WRITTEN INSTRUCTION
Collect each line in the data below that contains the word "green", and list those lines.

EXTRACTED RECORDS
————————

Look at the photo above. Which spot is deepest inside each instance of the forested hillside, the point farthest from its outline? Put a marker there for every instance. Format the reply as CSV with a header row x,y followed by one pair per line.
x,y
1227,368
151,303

————————

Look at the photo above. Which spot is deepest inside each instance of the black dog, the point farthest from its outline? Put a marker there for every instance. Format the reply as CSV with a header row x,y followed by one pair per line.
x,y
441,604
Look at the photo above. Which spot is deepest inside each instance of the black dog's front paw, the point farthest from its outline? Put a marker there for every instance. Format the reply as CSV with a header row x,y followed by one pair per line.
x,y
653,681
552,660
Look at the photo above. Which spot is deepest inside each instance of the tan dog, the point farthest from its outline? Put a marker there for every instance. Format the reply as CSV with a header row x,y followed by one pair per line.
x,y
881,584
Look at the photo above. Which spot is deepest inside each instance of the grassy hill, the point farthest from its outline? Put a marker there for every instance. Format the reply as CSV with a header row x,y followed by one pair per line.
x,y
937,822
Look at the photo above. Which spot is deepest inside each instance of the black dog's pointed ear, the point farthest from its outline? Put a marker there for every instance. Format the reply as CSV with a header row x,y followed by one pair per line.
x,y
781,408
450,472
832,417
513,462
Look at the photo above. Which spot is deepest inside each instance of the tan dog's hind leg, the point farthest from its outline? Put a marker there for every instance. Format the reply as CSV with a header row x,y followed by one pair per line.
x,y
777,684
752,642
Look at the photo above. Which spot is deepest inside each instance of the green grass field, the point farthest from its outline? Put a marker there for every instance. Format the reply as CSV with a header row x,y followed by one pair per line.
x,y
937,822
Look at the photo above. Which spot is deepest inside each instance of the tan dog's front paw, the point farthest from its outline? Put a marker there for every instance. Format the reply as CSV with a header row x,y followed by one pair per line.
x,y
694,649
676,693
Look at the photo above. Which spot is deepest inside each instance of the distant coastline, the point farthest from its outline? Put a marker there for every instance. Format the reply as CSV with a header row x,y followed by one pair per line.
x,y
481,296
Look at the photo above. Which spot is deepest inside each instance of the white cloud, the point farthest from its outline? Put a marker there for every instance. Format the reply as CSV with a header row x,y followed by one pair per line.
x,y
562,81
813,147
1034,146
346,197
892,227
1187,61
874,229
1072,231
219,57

————————

REPLY
Look at the photo above. Which spot is deepest inside each instance of the green grass field, the point farthest from its outline? Put a marker there for every instance. Format the reply as CSV with a header row x,y followed by one pair per line.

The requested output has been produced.